ОТРЫВОК О САПГИРЕ
§ §

Для детей — сочинял он пьесы для театра кукол. Сценарии для мультфильмов, оригинальные. То есть был ещё и драматургом. Переводил стихи и сказки Овсея Дриза. Издавал, в огромном количестве, регулярно, из года в год, книги детских своих стихов, популярных, доселе читаемых.
Творчество же для взрослых сапгировское — статья не из простых, особая. Был довольно известным в богеме самиздатовским давним автором.
Познакомился с ним я осенью шестьдесят четвёртого года. И тогда же мы подружились.
Жил Генрих тогда на улице, название коей никак не вспомню, неподалёку от шумной улицы Горького, в сторонке, на тихой улице, ответвляющейся от центральной вправо, если идти пешком от площади Маяковского к Белорусскому, встарь воспетому Пастернаком, в стихах, вокзалу.
Там, в доме, ничем решительно в то время не примечательном, в заурядной, типично московской, коммунальной советской квартире, была у него своя комната. В этой комнате регулярно собирались в далёкие годы весьма интересные люди. Вся компания лианозовская — ученики Евгения Леонидовича Кропивницкого. И прочие. В основном, сапгировские приятели. Но захаживали и другие.
Здесь читали стихи. Постоянно. Спорили — так, для проформы, далеко не всегда, иногда. Выпивали — в охотку, частенько. Просто так собирались порой — вечерок скоротать, покалякать, хоть немного всем вместе побыть.
Здесь висели картины: Рабин, Кропивницкие — и остальные художники авангардные, левые, полуподпольные.
Здесь Сапгир писал свои пьесы. Черновики этих пьес, чтобы комнату не захламлять, он выбрасывал в туалет — солидные пачки бумаги с машинописью, густо правленой лёгкой рукою поэта, всегда находились там и всеми гостями использовались обычно по назначению.
Генрих был всегда при деньгах. Зарабатывал он хорошо. Всё складывалось у него, в смысле заработков, удачно. Был он всегда востребован. Был любим — как детский поэт, уважаем в московских издательствах, выпускающих в свет его книги. В мире кино и театра относились к нему с симпатией.

§ §

ЗАПИСИ
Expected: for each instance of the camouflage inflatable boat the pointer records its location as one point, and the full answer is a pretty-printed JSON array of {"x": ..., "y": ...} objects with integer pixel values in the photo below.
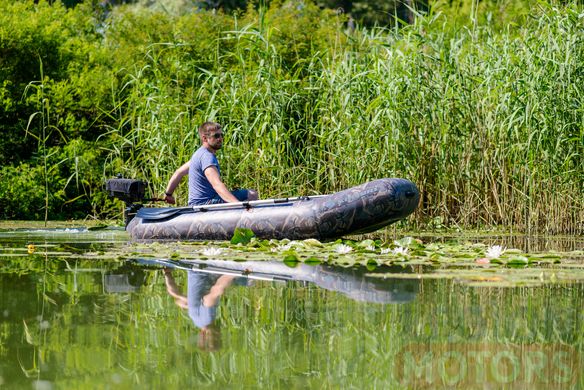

§ §

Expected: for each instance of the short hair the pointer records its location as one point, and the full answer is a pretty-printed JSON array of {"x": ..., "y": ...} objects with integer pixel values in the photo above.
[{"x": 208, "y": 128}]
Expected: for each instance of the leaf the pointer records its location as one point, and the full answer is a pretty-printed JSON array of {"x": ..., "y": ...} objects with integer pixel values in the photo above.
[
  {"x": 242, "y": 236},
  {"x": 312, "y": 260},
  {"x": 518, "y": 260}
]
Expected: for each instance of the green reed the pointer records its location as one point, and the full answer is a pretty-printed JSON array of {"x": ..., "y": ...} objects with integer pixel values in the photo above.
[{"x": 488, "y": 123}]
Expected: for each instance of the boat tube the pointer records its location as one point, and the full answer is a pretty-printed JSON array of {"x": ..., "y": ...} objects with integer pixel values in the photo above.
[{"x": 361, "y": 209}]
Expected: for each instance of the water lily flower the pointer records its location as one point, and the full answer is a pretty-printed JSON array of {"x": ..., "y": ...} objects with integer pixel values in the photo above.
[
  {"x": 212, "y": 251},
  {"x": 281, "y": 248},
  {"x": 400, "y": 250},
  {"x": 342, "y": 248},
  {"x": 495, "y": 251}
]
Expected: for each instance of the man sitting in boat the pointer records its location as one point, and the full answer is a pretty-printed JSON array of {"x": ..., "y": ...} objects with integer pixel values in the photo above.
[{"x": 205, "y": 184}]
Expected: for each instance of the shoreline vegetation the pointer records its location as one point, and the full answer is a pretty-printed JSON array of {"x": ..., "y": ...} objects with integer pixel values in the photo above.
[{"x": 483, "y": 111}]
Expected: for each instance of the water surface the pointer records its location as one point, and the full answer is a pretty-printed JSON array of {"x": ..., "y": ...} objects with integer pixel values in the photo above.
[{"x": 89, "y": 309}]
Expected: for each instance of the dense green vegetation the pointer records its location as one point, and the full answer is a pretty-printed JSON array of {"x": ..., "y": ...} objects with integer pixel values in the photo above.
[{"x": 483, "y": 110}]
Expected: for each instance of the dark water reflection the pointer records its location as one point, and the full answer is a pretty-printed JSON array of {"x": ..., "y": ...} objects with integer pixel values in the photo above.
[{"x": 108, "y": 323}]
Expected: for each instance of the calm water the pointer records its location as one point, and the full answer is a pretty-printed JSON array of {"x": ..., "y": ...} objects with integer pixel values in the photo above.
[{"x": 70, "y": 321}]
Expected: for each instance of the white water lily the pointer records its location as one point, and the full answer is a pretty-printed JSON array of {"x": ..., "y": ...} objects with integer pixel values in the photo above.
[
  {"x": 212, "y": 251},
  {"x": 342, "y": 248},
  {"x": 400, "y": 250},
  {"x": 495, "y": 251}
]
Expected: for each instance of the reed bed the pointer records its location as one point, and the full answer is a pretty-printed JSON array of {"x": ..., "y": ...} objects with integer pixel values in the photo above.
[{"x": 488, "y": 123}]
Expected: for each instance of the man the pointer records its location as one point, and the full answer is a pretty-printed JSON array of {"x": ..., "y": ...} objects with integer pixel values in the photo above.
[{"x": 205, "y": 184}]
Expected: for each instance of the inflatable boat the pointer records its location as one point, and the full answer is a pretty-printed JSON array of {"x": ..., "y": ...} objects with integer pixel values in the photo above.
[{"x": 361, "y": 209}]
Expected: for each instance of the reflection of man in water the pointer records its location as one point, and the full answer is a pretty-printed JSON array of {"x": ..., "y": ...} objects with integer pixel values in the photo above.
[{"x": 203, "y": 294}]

§ §

ЗАДАНИЕ
Замените «картины» на «полотна» в части отрывка о Сапгире, которая начинается словами «Там, в доме, ничем» и заканчивается словами «авангардные, левые, полуподпольные.». Приведите эту часть целиком с заменой.

ВЫПОЛНЕННОЕ ЗАДАНИЕ
Там, в доме, ничем решительно в то время не примечательном, в заурядной, типично московской, коммунальной советской квартире, была у него своя комната. В этой комнате регулярно собирались в далёкие годы весьма интересные люди. Вся компания лианозовская — ученики Евгения Леонидовича Кропивницкого. И прочие. В основном, сапгировские приятели. Но захаживали и другие.
Здесь читали стихи. Постоянно. Спорили — так, для проформы, далеко не всегда, иногда. Выпивали — в охотку, частенько. Просто так собирались порой — вечерок скоротать, покалякать, хоть немного всем вместе побыть.
Здесь висели полотна: Рабин, Кропивницкие — и остальные художники авангардные, левые, полуподпольные.